## REQUEST:
Reproduce every line of the material below verbatim, in its original order.
────────────────
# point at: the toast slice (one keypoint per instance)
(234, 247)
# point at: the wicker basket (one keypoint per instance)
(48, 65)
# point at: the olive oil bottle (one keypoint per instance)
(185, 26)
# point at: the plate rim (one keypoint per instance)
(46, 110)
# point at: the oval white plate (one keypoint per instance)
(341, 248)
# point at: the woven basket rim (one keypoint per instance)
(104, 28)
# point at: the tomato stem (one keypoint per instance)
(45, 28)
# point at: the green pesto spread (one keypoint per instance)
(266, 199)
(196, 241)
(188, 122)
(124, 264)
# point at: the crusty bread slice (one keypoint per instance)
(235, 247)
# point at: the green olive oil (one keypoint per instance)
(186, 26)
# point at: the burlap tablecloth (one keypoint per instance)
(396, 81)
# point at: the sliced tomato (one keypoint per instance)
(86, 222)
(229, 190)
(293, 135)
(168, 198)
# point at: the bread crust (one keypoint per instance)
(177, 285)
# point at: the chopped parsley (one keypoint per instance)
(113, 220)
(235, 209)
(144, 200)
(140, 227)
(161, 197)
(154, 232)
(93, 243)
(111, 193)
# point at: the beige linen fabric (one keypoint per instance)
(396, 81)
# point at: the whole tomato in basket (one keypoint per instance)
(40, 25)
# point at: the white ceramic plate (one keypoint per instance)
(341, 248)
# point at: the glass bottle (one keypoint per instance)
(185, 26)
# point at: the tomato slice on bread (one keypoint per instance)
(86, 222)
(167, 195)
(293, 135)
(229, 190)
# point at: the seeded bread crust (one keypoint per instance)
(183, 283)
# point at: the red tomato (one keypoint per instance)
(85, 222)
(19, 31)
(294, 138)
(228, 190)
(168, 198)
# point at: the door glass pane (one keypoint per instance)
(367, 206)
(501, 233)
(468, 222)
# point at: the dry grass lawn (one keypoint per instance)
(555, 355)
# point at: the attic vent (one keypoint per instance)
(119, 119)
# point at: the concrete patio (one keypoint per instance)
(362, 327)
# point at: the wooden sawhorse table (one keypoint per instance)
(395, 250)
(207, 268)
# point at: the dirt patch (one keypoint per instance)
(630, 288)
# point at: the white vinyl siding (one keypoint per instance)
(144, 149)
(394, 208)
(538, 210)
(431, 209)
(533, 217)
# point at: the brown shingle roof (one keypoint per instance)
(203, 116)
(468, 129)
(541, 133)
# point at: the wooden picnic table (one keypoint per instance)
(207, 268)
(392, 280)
────────────────
## ANSWER FOR THE TASK:
# point at: the toast slice (one keypoint per instance)
(234, 247)
# point at: the wicker basket (one keypoint per instance)
(48, 65)
# point at: the olive oil bottle (one keypoint per instance)
(185, 26)
# point at: the plate rim (one keypoint per instance)
(46, 110)
# point at: the oval white plate (one keypoint per instance)
(341, 248)
# point at: the woven basket rim (one keypoint per instance)
(104, 28)
# point at: the tomato stem (one keypoint per instance)
(45, 28)
# point at: the green pesto spread (one keypoint per instance)
(266, 199)
(196, 241)
(188, 122)
(124, 264)
# point at: the crusty bread slice (one keypoint per instance)
(235, 247)
# point at: the green olive oil (one keypoint per instance)
(186, 26)
# point at: the burlap tablecloth (one keypoint per instance)
(396, 81)
# point at: the sliced tomato (one keypoint per instance)
(86, 222)
(229, 190)
(293, 135)
(168, 198)
# point at: the bread crust (one keypoint per instance)
(177, 285)
# point at: the chopped parsley (one keypoint per instance)
(113, 220)
(235, 209)
(144, 200)
(140, 227)
(161, 197)
(154, 232)
(93, 243)
(111, 193)
# point at: the beige linen fabric (one keypoint per instance)
(396, 81)
# point at: the whole tomato in basket (one keypoint per instance)
(40, 25)
# point at: the white ceramic plate (one keypoint per instance)
(341, 248)
# point at: the glass bottle (one keypoint per instance)
(185, 26)
# point at: the tomato slice on bread (one keypoint per instance)
(86, 222)
(167, 195)
(293, 135)
(229, 190)
# point at: the seeded bread crust (one keypoint per instance)
(183, 283)
# point at: the red tomato (one keypoint per instance)
(85, 222)
(19, 31)
(294, 138)
(228, 190)
(168, 198)
# point at: the door glass pane (one keypoint per instance)
(367, 206)
(501, 233)
(468, 222)
# point at: the dry grass lawn (one keypoint per instance)
(555, 355)
# point at: the attic vent (one keypoint per instance)
(119, 119)
# point at: the concrete patio (one keypoint per instance)
(362, 327)
# point at: the wooden sawhorse table (one keypoint per instance)
(395, 250)
(207, 268)
# point at: the dirt patch (one keypoint per instance)
(630, 288)
# point at: the white vinyl siding (one keypoint per instance)
(144, 149)
(394, 208)
(538, 210)
(431, 209)
(533, 217)
# point at: the brown shingle roof (one keypoint per instance)
(203, 116)
(468, 129)
(541, 133)
# point at: the wooden picnic table (one keypoint per instance)
(207, 268)
(392, 280)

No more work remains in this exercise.